**EXCERPTED PASSAGE**
+---+
I don't think I ever tried to make this argument to my mother in such technical terms, but in whatever form I did make it, she wasn't impressed. What did impress her (far more than my kid-painting-a-rainbow analogy) was the Hindu parable of the blind men who encounter an elephant. One touches the elephant's side and declares, "It's like a wall!" One grasps the trunk and says, "No, it's like a snake!" Another takes hold of a leg and announces, "No, it's like a tree trunk." Still another grasps the tail and says, "It's like a rope."

(I have a cartoon clipping that used to hang on my office door, of four bindfolded men touching a strange construct--a wall standing on tree stumps, with a snake coiling over one end and a rope hanging from the other. All the men agree that it's an elephant.)

Now this parable captures, in a narrative way, not only my mother's view of religious diversity but also the religious pluralism of John Hick. In its briefest form, Hick sees world religions as culturally situated interpretations of  "the noumenal Real" that transcends our conceptual and empirical grasp. As Hick sees it, all religions, "at their experiential roots," are "in contact with the same ultimate reality, but that their differing experiences of that reality, interacting over the centuries with the different thought-forms of different cultures, have led to increasing differentiation and contrasting elaboration..."

For Hick, the divine, as infinite, "transcends the grasp of the human mind." As such, "the God whom our minds can penetrate and whom our thoughts can circumnavigate is merely a finite and partial image of God." Culture and historical setting influence what aspects of this infinite reality one can connect with. In Hick's words, encounters with the same divine reality "from different historical and cultural standpoints" will produce "differently focused awareness of the reality."

More significantly, the language we use to make sense of our encounters with the transcendent will be in terms of concepts and images that our culture makes available, and which are at best metaphors for the reality we are attempting to make sense of. As such, religious teachings--in the manner of metaphors--will only gesture towards truths that they cannot literally describe.

In sum, then, our cultural context provides us with mataphors for understanding and making sense of divine self-disclosures, and it also impacts which features of the manifold mystery of the divine that we are prepared to encounter and grasp (even in a finite, metaphorical way). Put in terms of the Hindu parable, our culture determines both what part of the elephant we are likely to touch and what metaphor we use to describe it.

If we can recognize our religious language as metaphorical--and if we can learn to understand the very different metaphors of alien cultures--then diverse religions can begin to appriate the insights offered by other religions, leading us towards a truer and more complete understanding of the divine. Put in terms of the Hindu parable, if the blind men come to see that "wall" and "snake" and "tree trunk" and "rope" are metaphors for something that is none of these things--and if they can realize that these metaphors may actually be about different aspects of the underlying reality they've come in contact with--then they can begin to construct a more complete picture of what they've eoncountered. At first, that picture may be a bit like the one in my cartoon: the metaphors mashed together into a strange construction. But, perhaps, if the metaphorical nature of the language is kept firmly in mind, a more elephant-like understanding will eventually emerge.
+---+
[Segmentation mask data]
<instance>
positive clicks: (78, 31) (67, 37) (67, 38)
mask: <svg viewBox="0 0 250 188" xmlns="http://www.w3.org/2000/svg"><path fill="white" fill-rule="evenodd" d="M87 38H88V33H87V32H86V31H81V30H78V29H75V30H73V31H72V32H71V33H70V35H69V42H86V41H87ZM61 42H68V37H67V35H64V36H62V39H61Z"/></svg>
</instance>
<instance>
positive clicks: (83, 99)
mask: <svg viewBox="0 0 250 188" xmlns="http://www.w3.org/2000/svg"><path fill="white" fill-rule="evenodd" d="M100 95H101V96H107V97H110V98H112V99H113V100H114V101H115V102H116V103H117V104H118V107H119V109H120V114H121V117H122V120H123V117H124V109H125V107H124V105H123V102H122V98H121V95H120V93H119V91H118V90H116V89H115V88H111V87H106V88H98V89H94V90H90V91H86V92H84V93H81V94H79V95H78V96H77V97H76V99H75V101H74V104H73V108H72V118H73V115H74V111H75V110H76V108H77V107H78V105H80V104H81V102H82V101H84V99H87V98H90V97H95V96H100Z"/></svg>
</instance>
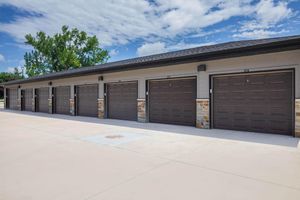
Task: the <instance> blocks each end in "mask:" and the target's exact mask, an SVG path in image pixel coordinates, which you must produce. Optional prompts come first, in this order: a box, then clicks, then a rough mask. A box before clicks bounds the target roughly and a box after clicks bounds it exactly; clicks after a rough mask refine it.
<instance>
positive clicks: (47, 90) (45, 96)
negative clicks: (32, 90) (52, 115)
mask: <svg viewBox="0 0 300 200" xmlns="http://www.w3.org/2000/svg"><path fill="white" fill-rule="evenodd" d="M48 99H49V88H38V89H37V104H38V105H37V108H38V110H37V111H38V112H44V113H48V112H49V100H48Z"/></svg>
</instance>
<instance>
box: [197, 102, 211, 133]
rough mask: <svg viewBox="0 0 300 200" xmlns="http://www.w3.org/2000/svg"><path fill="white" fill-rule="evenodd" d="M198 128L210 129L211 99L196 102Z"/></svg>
mask: <svg viewBox="0 0 300 200" xmlns="http://www.w3.org/2000/svg"><path fill="white" fill-rule="evenodd" d="M196 127H197V128H209V99H197V100H196Z"/></svg>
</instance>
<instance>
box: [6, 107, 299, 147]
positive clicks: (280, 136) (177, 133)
mask: <svg viewBox="0 0 300 200" xmlns="http://www.w3.org/2000/svg"><path fill="white" fill-rule="evenodd" d="M1 112H6V113H15V114H18V115H26V116H35V117H47V118H53V119H62V120H72V121H78V122H87V123H95V124H106V125H113V126H123V127H130V128H140V129H144V130H152V131H164V132H169V133H177V134H188V135H195V136H201V137H210V138H218V139H227V140H237V141H243V142H254V143H261V144H271V145H280V146H288V147H295V148H297V147H298V143H299V140H300V138H295V137H292V136H284V135H275V134H264V133H253V132H244V131H231V130H220V129H198V128H195V127H190V126H179V125H168V124H157V123H140V122H135V121H126V120H114V119H98V118H93V117H81V116H69V115H59V114H47V113H35V112H27V111H14V110H6V109H0V114H1Z"/></svg>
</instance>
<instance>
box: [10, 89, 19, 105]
mask: <svg viewBox="0 0 300 200" xmlns="http://www.w3.org/2000/svg"><path fill="white" fill-rule="evenodd" d="M8 102H9V104H8V107H9V109H12V110H18V89H8Z"/></svg>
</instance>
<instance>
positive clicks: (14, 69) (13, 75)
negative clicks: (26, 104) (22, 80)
mask: <svg viewBox="0 0 300 200" xmlns="http://www.w3.org/2000/svg"><path fill="white" fill-rule="evenodd" d="M23 78H24V76H23V74H22V72H20V71H19V70H18V68H15V69H14V72H12V73H11V72H0V83H4V82H7V81H13V80H17V79H23Z"/></svg>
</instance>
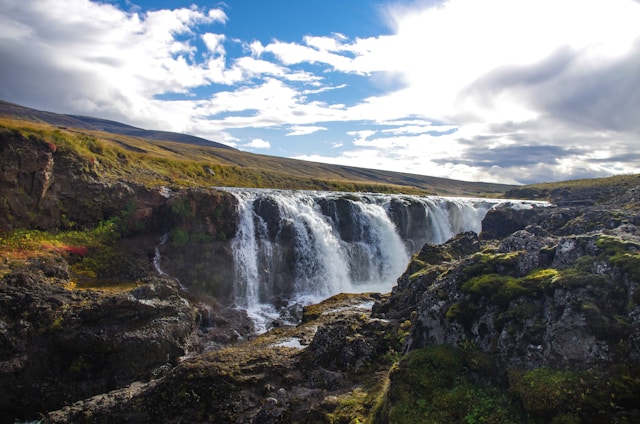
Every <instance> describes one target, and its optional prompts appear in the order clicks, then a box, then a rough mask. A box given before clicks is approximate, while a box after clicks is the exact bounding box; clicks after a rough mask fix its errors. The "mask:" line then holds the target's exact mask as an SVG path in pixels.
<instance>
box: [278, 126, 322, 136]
mask: <svg viewBox="0 0 640 424" xmlns="http://www.w3.org/2000/svg"><path fill="white" fill-rule="evenodd" d="M325 130H326V128H324V127H318V126H313V125H295V126H293V127H291V129H290V131H289V132H288V133H287V134H285V135H287V136H292V135H308V134H313V133H316V132H318V131H325Z"/></svg>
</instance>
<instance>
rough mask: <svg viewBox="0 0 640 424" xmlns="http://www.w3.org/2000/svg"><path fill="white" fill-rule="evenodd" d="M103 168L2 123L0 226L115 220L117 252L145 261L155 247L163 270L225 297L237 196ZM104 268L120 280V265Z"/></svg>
mask: <svg viewBox="0 0 640 424" xmlns="http://www.w3.org/2000/svg"><path fill="white" fill-rule="evenodd" d="M103 171H104V170H103V169H101V166H100V164H99V163H96V162H95V161H93V162H92V161H91V160H90V159H87V158H83V157H80V156H78V155H76V154H73V153H71V152H69V151H65V150H62V149H58V148H57V147H56V146H55V144H53V143H52V142H51V141H48V140H45V139H41V138H38V137H35V136H31V137H28V138H27V137H24V136H23V135H22V134H21V133H19V132H18V131H9V130H2V131H1V132H0V193H1V194H2V196H1V197H2V201H1V202H0V231H9V230H12V229H38V230H45V231H49V232H53V233H57V232H59V231H64V230H75V229H91V228H96V227H97V226H98V225H100V223H103V222H106V221H112V222H113V221H115V222H116V223H117V229H118V231H119V232H120V237H121V239H122V240H121V242H120V246H119V250H120V251H121V252H122V253H123V256H127V255H128V256H131V257H134V258H140V259H141V260H142V259H144V260H148V257H150V256H151V257H153V255H154V254H155V252H154V248H155V246H158V247H159V249H160V253H161V254H162V257H163V262H162V263H161V264H160V265H161V266H162V267H163V268H165V269H166V273H167V274H170V275H172V276H173V277H175V278H178V279H179V280H180V281H181V283H182V284H183V285H185V286H187V287H193V288H194V289H203V290H206V291H208V292H209V293H211V294H213V295H214V296H217V297H219V299H221V300H223V301H224V299H225V296H227V297H228V293H230V292H231V288H230V284H231V281H232V278H233V275H232V274H231V273H230V271H229V268H230V266H229V265H230V264H231V261H232V257H231V252H230V248H229V242H228V240H229V239H230V238H232V237H233V235H234V234H235V231H236V225H237V216H236V207H237V201H236V199H235V198H234V197H233V196H232V195H230V194H229V193H225V192H220V191H217V190H214V189H205V188H186V189H174V190H171V189H169V188H167V187H156V188H149V187H144V186H142V185H139V184H136V183H134V182H132V181H127V180H122V179H118V180H114V179H113V178H109V176H108V175H106V173H105V172H103ZM141 172H143V171H142V170H141ZM103 174H104V175H103ZM163 237H164V239H163ZM162 240H166V242H165V243H162V244H161V242H162ZM108 271H109V270H105V273H104V275H99V276H98V277H99V278H100V279H103V280H108V279H111V278H115V279H121V278H120V277H121V274H122V272H121V270H120V269H118V267H114V268H112V269H111V271H112V273H113V275H108ZM146 271H147V270H144V272H146ZM212 275H216V278H215V281H211V278H210V276H212Z"/></svg>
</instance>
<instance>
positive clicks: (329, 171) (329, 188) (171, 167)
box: [0, 102, 514, 197]
mask: <svg viewBox="0 0 640 424" xmlns="http://www.w3.org/2000/svg"><path fill="white" fill-rule="evenodd" d="M0 127H2V128H5V129H6V130H9V131H19V132H21V133H23V135H25V136H29V135H31V136H36V137H41V138H43V139H44V140H46V141H48V142H51V143H53V144H55V145H56V148H60V149H63V150H64V149H66V150H67V151H70V152H74V153H76V154H78V155H80V156H81V157H82V158H84V160H85V161H86V164H87V166H88V167H89V168H91V169H92V170H93V171H95V172H96V173H98V174H99V175H100V176H102V177H105V178H113V179H121V180H132V181H136V182H140V183H143V184H145V185H148V186H157V185H173V186H200V185H204V186H233V187H257V188H278V189H308V190H314V189H315V190H339V191H370V192H382V193H410V194H439V195H448V196H485V197H499V196H501V195H503V194H504V193H505V192H506V191H507V190H509V189H511V188H514V186H512V185H505V184H492V183H481V182H467V181H459V180H450V179H446V178H436V177H428V176H423V175H415V174H407V173H398V172H390V171H380V170H373V169H365V168H356V167H348V166H340V165H329V164H322V163H316V162H308V161H302V160H296V159H288V158H281V157H275V156H267V155H259V154H253V153H248V152H242V151H239V150H236V149H233V148H230V147H228V146H225V145H223V144H220V143H215V142H211V141H208V140H204V139H201V138H197V137H193V136H187V135H184V134H177V133H169V132H161V131H150V130H142V129H139V128H135V127H131V126H128V125H125V124H120V123H117V122H113V121H105V120H101V119H98V118H89V117H78V116H71V115H59V114H55V113H51V112H42V111H37V110H34V109H29V108H25V107H22V106H19V105H14V104H11V103H7V102H0Z"/></svg>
+---+
**WORK TO COMPLETE**
a – Copy word for word the part of the passage on religious pluralism from "I don't think I" to "it's an elephant.)".
b – Collect every line in the listing that contains the string "positive".

**WRITTEN RESPONSES**
a –
I don't think I ever tried to make this argument to my mother in such technical terms, but in whatever form I did make it, she wasn't impressed. What did impress her (far more than my kid-painting-a-rainbow analogy) was the Hindu parable of the blind men who encounter an elephant. One touches the elephant's side and declares, "It's like a wall!" One grasps the trunk and says, "No, it's like a snake!" Another takes hold of a leg and announces, "No, it's like a tree trunk." Still another grasps the tail and says, "It's like a rope."

(I have a cartoon clipping that used to hang on my office door, of four bindfolded men touching a strange construct--a wall standing on tree stumps, with a snake coiling over one end and a rope hanging from the other. All the men agree that it's an elephant.)

b –
positive clicks: (78, 31) (67, 37) (67, 38)
positive clicks: (83, 99)
positive clicks: (47, 90) (45, 96)
positive clicks: (280, 136) (177, 133)
positive clicks: (14, 69) (13, 75)
positive clicks: (329, 171) (329, 188) (171, 167)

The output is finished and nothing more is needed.